## BEGIN Selected passage

# Andrea Bocelli



## Guest

Hey! I was making a list of things i'd like to recieve for christmas and lately, I haven't bought myself any cd's so I was thinking and I realized that *Andrea Bocelli's album AMORE is being released on January 31st!!* I'm so excited, he has an amazing voice. I decided to go ahead and pre-order the album because I get a free 8x10 photo!! I have the link if anyone is interested [SPAM removed]


----------



## Violinista

One word: Hack.

Sorry


----------



## Edward Elgar

I agree he has an amazing voice. The best singer in existance at the moment in my opinion! He shines in his recording of Verdi's Requiem.


----------



## toughcritic

The best crossover singer...maybe


----------



## moody

skindoc_denise said:


> Hey! I was making a list of things i'd like to recieve for christmas and lately, I haven't bought myself any cd's so I was thinking and I realized that *Andrea Bocelli's album AMORE is being released on January 31st!!* I'm so excited, he has an amazing voice. I decided to go ahead and pre-order the album because I get a free 8x10 photo!! I have the link if anyone is interested [SPAM removed]


He's got hardly any voice,he's got no technique and you should try to do better.


----------



## Sator

I didn't know he could conduct! Conducting when you are blind would be quite difficult, I imagine...

EDIT sorry, I though this was in the Conductor's subforum..


----------



## Sid James

I'm not a fanboy or groupie of the man, but I like his albums with easy listening and crossover songs. I've got one or two myself, it's good music to chill out to. I don't remember hearing his "serious" classical work (eg. in opera), but I'm not a big opera fan in general, it is lowest in the totem poll of my genre preferences, though I don't mind an opera now and then when the mood takes me...


----------



## Yoshi

I really like him for some reason... I rather listen to him than many opera singers. There's just something about his voice.


----------



## Delicious Manager

moody said:


> He's got hardly any voice,he's got no technique and you should try to do better.

## END Selected passage
## BEGIN Data shown

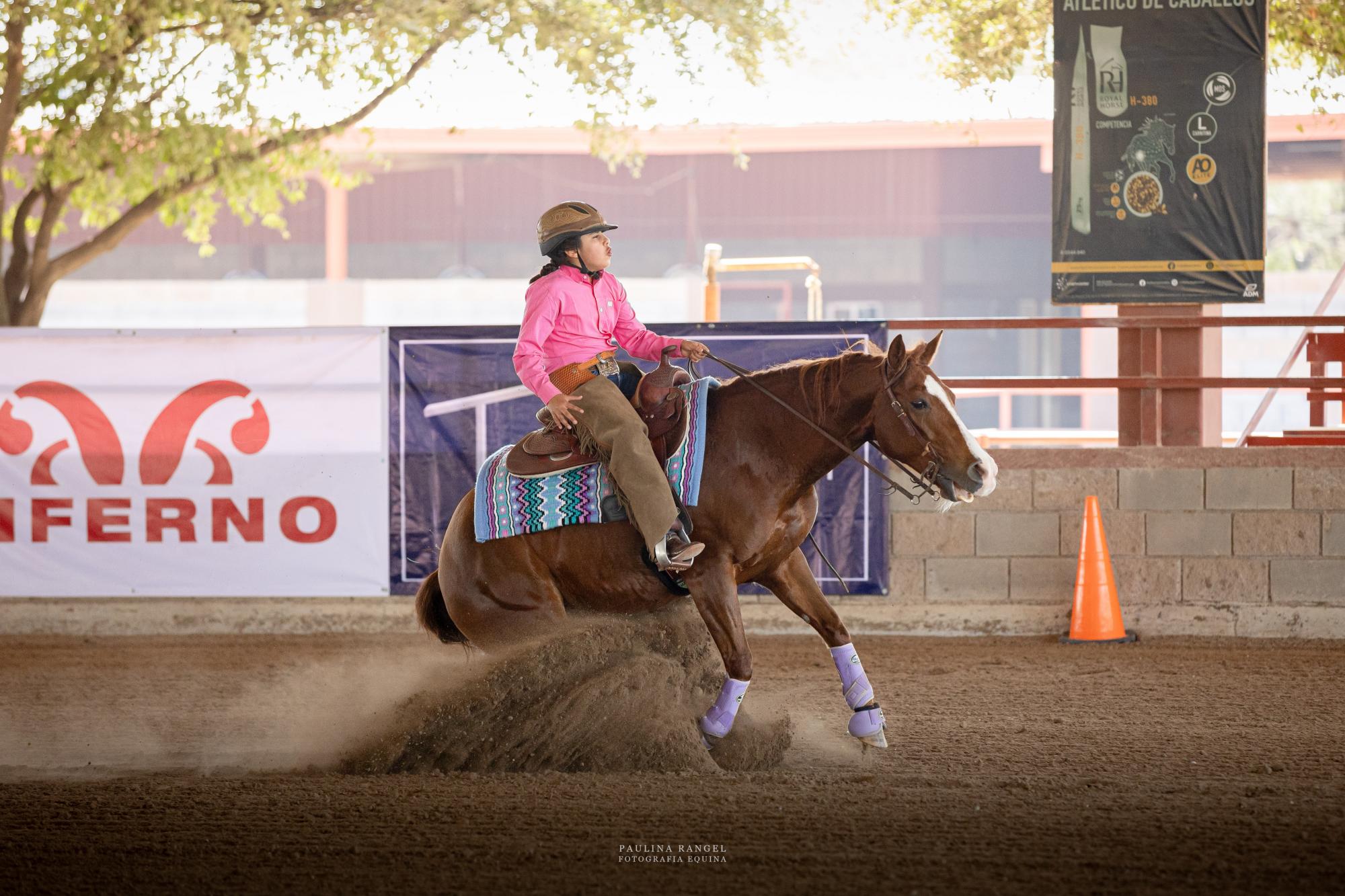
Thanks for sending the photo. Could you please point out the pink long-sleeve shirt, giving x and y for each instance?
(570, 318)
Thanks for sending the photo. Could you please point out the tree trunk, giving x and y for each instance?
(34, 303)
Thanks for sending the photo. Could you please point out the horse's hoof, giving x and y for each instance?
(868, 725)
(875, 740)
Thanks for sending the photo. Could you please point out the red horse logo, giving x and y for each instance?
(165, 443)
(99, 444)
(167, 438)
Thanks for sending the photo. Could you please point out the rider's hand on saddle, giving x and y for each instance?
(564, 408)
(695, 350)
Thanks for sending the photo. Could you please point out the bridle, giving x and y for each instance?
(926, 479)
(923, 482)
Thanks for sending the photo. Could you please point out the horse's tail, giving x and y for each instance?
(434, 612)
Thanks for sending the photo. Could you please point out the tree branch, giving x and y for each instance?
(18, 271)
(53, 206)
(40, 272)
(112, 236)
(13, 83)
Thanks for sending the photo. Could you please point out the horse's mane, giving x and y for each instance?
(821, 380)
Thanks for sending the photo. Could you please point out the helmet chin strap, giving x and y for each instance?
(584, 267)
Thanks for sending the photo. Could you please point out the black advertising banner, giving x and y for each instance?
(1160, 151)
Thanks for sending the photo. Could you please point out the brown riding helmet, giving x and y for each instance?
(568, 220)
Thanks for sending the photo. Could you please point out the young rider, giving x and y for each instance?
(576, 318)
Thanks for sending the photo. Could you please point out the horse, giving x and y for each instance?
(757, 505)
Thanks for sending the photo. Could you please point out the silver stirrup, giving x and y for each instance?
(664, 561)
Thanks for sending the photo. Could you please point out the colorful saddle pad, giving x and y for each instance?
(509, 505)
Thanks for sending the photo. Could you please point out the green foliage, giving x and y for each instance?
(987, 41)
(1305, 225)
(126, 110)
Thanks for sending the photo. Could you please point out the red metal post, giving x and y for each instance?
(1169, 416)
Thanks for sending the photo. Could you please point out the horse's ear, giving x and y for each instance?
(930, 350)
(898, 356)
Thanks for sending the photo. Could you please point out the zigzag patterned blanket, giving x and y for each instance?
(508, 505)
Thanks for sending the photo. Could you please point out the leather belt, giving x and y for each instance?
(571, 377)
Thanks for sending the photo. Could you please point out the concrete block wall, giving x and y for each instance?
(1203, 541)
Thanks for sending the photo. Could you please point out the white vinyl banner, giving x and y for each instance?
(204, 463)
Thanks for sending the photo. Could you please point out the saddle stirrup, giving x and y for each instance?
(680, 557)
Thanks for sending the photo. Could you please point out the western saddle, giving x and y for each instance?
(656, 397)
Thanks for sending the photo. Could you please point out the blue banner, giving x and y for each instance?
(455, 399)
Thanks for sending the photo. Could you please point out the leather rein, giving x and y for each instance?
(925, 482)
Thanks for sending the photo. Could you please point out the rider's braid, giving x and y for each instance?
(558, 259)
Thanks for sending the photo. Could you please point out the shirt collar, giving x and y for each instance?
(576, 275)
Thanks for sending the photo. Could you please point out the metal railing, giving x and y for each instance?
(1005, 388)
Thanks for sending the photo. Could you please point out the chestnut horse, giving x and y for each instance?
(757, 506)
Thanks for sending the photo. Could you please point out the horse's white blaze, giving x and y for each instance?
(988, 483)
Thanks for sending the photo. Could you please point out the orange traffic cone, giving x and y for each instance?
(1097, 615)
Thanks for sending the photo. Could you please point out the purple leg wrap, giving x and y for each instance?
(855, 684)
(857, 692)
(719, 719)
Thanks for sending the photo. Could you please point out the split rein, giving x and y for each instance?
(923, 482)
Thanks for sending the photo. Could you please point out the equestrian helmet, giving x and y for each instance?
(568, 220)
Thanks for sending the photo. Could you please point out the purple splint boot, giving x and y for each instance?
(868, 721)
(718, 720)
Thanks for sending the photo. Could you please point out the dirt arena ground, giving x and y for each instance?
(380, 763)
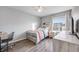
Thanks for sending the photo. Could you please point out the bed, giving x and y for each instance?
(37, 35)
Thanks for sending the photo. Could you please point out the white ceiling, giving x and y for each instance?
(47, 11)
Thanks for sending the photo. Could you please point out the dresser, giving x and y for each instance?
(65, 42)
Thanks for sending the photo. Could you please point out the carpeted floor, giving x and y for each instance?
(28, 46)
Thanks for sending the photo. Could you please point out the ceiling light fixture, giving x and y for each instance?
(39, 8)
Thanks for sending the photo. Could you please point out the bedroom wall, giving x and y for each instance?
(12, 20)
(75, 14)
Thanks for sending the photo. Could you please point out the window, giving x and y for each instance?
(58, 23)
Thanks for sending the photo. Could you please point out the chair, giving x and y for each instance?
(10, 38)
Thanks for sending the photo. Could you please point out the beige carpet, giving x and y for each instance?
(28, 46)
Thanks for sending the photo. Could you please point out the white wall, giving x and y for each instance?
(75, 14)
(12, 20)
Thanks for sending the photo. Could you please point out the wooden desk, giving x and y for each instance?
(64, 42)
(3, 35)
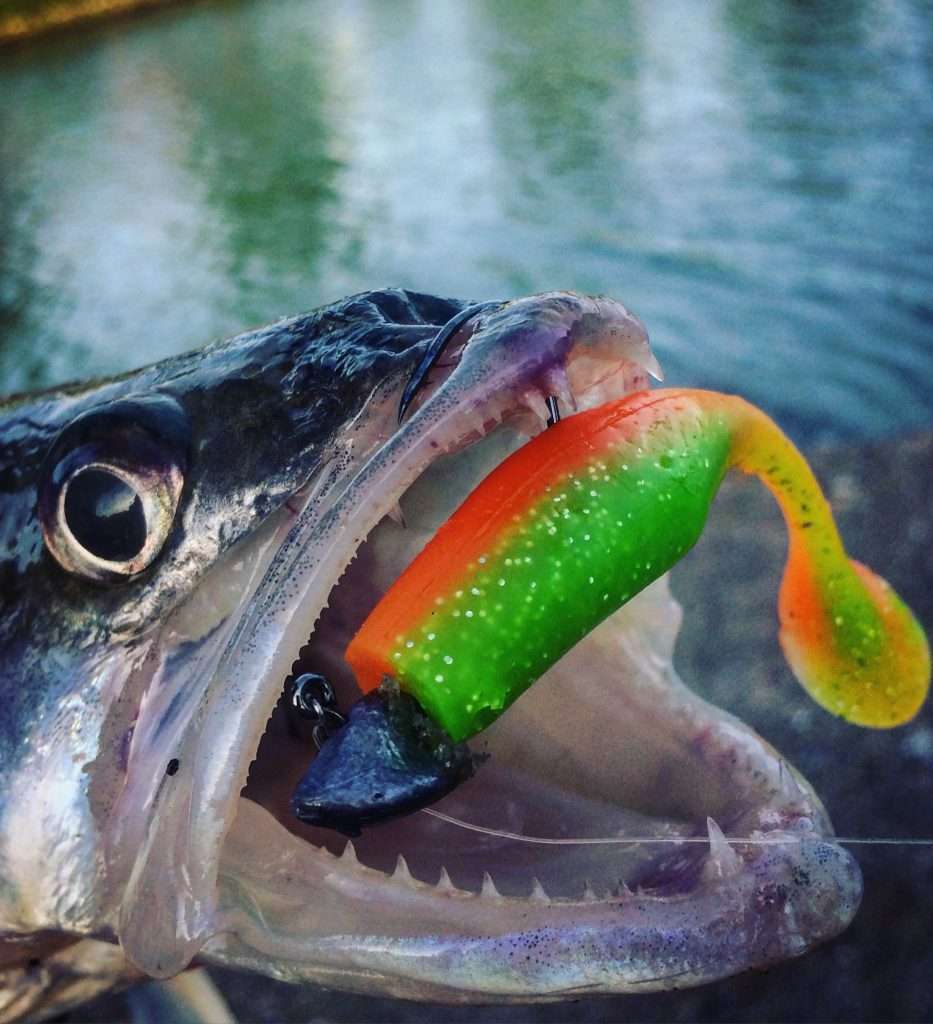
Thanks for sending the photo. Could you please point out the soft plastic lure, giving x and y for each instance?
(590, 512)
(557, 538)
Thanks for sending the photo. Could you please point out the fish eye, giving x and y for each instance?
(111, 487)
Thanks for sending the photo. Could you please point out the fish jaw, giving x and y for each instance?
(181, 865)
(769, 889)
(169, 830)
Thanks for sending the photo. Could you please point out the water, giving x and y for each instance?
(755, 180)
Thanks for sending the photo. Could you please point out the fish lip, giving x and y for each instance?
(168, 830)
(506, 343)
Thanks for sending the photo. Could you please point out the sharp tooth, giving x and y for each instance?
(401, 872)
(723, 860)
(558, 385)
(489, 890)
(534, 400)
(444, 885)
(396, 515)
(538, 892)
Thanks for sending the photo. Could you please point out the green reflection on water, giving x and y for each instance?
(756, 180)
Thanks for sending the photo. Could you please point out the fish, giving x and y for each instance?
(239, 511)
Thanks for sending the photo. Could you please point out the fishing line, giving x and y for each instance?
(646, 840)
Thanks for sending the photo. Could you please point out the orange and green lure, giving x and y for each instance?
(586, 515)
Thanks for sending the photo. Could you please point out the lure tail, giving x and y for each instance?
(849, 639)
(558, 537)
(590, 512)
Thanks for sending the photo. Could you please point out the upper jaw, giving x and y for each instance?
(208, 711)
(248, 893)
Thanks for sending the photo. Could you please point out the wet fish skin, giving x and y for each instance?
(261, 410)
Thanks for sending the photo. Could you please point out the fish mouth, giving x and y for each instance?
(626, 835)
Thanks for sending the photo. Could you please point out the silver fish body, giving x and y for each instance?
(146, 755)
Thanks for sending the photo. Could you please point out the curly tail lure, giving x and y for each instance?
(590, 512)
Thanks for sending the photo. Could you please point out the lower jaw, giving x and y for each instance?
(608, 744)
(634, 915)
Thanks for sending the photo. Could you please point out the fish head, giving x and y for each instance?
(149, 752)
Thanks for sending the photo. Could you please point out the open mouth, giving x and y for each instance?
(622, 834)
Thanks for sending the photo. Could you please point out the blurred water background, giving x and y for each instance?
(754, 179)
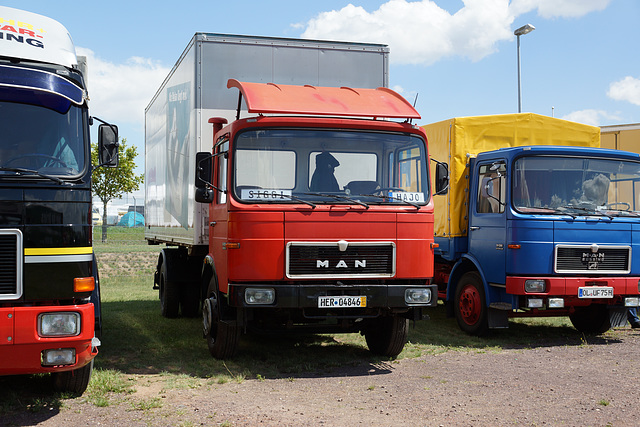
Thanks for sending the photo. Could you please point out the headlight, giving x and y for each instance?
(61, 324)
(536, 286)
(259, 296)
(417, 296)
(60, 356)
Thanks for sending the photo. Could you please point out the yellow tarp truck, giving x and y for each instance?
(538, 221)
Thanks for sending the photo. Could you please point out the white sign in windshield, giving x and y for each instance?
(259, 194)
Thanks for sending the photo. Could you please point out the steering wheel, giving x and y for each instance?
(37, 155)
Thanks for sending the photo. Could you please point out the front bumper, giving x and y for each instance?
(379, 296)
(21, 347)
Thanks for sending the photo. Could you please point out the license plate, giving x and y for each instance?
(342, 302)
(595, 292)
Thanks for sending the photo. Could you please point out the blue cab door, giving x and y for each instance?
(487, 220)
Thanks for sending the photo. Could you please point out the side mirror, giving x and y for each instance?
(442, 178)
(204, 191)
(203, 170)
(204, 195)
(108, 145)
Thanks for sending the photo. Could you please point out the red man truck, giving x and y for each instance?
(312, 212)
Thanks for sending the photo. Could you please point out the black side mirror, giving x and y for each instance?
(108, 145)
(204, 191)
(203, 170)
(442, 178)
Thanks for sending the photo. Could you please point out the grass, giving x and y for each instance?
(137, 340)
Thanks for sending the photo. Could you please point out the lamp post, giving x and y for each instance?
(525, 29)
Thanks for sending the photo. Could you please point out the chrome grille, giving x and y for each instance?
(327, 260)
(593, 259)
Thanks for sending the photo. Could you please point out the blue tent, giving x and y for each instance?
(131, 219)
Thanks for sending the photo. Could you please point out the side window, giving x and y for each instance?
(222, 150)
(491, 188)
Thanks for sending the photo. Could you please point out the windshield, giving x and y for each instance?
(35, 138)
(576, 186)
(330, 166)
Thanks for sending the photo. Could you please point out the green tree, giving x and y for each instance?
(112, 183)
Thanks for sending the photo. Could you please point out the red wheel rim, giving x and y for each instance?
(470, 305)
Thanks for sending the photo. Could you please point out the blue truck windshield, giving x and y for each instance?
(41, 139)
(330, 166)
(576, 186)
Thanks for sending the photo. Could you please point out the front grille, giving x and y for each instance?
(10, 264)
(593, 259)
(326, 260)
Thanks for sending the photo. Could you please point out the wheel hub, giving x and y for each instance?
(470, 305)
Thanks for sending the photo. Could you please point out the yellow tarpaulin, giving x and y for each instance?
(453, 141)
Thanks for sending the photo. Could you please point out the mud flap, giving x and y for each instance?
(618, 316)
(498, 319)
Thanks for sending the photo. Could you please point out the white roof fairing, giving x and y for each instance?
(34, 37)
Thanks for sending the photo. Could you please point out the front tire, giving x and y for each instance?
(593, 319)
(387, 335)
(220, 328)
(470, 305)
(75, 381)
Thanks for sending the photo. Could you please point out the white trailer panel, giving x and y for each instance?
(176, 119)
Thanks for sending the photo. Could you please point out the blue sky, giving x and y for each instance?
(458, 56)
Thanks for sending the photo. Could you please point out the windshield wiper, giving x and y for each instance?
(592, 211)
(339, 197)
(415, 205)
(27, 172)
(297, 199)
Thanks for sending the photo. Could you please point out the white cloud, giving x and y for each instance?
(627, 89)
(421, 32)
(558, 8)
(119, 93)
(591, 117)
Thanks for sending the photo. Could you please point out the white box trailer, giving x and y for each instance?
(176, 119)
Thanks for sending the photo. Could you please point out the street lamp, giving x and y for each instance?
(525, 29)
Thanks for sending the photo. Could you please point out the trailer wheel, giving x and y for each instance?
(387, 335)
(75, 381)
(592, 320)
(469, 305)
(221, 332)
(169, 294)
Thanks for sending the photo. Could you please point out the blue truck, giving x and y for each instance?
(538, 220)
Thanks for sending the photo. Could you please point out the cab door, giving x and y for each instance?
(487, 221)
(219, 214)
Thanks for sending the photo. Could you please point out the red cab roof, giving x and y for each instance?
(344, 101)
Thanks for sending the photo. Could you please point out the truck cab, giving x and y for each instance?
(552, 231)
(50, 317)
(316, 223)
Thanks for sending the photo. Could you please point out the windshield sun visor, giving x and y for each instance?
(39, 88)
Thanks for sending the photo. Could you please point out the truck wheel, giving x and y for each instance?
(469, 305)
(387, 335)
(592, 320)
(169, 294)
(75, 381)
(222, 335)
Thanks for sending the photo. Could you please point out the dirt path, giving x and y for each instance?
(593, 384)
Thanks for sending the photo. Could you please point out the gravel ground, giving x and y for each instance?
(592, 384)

## END Data shown

▸ Written instruction 1:
In the Andrea Bocelli thread, which recording does Edward Elgar say Bocelli shines in?
▸ Written instruction 2:
Continue the Andrea Bocelli forum thread from the point at which it stops.

▸ Exercise output 1:
Verdi's Requiem.

▸ Exercise output 2:
Agreed! I continue to be dumbfounded by this fraud's popularity. I had the misfortune to hear the 'Bocellism' guesting on someone's album over the weekend and was reminded why I detest this blind charlatan so much. The voice is feeble (ever heard him sing without a microphone?), the timbre is grating and erratic (somewhat akin to a cat being castrated without its prior approval) and he can't hold a single note in tune. I wonder if he would have done so well if his cynical marketers hadn't made sure his closed, unseeing eyes were on every CD cover?

I can only assume that those who like the Bocellism haven't really heard a decent tenor. If not, then my flabber is even more ghasted! Pass me the brown paper bag, would you?


----------



## tgtr0660

I'm not sure whether to be grateful for Bocelli's popularizing of a few arias from a few operas or to detest him for being the only thing that a lot of people know, and think is THE best representation, of, classical music. 

And no matter how hard I try I tend to go with the latter.


----------



## Delicious Manager

tgtr0660 said:


> I'm not sure whether to be grateful for Bocelli's popularizing of a few arias from a few operas or to detest him for being the only thing that a lot of people know, and think is THE best representation, of, classical music.
> 
> And no matter how hard I try I tend to go with the latter.


You mean murdering a few arias and passing off semi-pop songs as 'opera'? The guy is hateful. A friend of mine likens the sound of his voice as 'like a bleating goat in pain'. I think she's pretty near the mark. I am all for getting more people to listen to classical music, but people then listen to the Bocellism and think that's it, which does a huge disservice to us all.


----------



## tgtr0660

^I know I know. That's why I tend towards the hate side of things.  Other popular kind-of crossover artists like Andre Rieu might be guilty of the former, so they will deserve less hate from me.


----------



## bassClef

I liked him singing with Elmo. Other than that, not so much ...


----------



## mamascarlatti

The worst thing is that if mainstream non-opera fans know you like opera, they run to their collection and INFLICT him on you.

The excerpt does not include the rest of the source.